*Stated exercise:* Select and copy every line below that contains the word "sofa".

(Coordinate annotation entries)

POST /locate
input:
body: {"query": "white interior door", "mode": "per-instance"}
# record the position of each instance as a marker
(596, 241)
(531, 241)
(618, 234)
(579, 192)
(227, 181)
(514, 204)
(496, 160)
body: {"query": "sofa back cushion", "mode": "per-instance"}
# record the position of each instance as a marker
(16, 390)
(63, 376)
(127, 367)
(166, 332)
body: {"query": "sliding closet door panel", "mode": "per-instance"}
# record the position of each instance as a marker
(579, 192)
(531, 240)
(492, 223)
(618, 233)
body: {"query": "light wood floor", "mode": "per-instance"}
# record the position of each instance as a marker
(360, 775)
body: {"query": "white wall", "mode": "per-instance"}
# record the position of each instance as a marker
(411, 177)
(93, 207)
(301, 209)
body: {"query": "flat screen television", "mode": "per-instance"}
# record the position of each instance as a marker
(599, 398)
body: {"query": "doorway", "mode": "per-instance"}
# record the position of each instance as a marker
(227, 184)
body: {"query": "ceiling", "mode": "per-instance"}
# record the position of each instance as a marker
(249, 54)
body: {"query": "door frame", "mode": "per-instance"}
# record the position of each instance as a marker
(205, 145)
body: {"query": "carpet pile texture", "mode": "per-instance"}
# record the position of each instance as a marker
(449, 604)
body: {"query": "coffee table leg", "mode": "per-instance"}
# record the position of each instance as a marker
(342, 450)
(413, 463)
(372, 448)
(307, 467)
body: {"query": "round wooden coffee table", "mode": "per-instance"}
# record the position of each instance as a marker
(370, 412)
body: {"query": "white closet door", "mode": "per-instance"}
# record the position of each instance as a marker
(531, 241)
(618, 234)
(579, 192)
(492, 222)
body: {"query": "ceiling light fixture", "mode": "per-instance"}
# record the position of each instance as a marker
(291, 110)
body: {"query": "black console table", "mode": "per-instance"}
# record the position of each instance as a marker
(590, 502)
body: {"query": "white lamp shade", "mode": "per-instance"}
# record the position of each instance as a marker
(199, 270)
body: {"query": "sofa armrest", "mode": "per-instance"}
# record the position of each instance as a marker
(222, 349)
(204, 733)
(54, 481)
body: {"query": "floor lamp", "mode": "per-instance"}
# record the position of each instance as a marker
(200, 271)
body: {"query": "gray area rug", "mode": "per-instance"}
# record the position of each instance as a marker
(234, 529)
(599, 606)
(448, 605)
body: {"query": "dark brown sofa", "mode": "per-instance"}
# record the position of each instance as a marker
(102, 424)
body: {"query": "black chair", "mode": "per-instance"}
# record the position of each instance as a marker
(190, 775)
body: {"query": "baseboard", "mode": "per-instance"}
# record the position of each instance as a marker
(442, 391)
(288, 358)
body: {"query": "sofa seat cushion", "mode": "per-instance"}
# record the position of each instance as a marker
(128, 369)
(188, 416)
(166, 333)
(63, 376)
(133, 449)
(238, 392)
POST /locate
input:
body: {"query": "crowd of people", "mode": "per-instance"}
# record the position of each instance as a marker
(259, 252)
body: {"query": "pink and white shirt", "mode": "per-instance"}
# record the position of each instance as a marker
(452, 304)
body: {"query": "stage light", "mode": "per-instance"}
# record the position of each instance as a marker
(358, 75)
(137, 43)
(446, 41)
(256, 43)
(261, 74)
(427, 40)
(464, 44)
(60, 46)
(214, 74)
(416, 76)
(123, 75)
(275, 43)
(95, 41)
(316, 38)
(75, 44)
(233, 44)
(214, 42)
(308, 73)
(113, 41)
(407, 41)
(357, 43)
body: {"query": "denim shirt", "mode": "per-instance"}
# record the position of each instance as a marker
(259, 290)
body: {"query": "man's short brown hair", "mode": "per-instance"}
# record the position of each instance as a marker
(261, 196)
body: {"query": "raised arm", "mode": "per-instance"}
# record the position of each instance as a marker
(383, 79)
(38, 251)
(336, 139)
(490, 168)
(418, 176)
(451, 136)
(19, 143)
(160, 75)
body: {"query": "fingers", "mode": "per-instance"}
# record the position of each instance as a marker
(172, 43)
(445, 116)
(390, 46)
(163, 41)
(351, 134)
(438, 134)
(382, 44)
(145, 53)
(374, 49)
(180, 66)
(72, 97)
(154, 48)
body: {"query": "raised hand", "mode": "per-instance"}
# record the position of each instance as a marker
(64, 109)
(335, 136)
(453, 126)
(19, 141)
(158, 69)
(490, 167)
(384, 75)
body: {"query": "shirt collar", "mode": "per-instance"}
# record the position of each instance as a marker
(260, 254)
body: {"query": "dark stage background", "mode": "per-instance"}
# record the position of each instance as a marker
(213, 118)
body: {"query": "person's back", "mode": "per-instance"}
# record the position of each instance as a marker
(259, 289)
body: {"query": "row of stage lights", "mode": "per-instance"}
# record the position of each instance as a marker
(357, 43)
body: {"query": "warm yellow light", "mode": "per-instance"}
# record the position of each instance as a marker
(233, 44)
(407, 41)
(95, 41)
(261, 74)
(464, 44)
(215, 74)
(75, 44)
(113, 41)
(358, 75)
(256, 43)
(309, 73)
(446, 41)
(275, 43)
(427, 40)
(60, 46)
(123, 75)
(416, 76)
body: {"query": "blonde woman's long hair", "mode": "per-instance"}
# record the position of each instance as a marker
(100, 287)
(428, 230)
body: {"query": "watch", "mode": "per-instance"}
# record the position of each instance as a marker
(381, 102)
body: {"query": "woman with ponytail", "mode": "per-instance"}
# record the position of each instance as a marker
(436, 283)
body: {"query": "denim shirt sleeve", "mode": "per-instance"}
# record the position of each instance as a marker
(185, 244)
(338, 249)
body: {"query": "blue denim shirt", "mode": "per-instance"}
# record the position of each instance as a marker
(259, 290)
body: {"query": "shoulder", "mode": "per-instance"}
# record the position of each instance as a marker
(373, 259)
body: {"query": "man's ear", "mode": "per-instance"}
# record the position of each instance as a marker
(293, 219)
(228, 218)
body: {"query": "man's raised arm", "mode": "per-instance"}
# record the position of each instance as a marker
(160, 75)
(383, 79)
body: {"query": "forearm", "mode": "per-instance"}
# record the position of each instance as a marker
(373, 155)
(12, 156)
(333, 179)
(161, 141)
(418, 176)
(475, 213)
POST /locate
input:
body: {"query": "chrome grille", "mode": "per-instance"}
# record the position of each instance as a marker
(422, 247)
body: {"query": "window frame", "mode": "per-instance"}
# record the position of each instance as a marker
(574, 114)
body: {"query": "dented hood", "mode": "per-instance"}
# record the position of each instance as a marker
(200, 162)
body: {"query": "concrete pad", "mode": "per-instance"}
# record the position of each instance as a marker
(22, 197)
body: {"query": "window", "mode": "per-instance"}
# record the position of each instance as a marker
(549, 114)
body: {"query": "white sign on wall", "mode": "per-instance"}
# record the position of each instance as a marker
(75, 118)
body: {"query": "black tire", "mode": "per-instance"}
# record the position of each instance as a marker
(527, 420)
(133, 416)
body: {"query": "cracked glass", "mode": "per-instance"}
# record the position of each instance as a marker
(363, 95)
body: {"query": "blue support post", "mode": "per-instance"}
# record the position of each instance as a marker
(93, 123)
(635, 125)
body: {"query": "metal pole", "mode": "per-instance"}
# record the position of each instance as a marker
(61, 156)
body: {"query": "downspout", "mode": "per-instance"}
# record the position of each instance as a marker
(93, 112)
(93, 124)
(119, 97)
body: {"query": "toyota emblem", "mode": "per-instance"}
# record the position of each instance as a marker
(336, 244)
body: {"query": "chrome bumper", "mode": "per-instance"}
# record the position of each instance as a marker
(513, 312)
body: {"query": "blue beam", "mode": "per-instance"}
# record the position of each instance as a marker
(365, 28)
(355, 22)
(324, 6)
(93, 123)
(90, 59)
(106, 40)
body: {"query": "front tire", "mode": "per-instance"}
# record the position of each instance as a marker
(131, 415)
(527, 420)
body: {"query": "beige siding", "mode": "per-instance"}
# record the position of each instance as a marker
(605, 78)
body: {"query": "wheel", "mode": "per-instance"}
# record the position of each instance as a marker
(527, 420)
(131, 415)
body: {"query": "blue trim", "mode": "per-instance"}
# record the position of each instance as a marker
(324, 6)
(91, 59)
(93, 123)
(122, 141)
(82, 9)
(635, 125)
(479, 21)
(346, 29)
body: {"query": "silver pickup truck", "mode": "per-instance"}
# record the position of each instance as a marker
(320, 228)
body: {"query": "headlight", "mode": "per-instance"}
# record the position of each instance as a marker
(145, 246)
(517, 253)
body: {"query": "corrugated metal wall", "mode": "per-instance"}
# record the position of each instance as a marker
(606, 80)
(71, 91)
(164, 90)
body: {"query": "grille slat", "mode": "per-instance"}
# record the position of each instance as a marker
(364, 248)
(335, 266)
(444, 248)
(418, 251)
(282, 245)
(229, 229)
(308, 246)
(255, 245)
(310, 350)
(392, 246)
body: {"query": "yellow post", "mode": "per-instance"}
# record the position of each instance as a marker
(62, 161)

*The completed task:*
body: {"query": "sofa back cushion", "mode": "per-instance"}
body: {"query": "sofa armrest", "mode": "per-instance"}
body: {"query": "dark brown sofa", "mode": "per-instance"}
body: {"query": "sofa seat cushion", "mode": "per-instance"}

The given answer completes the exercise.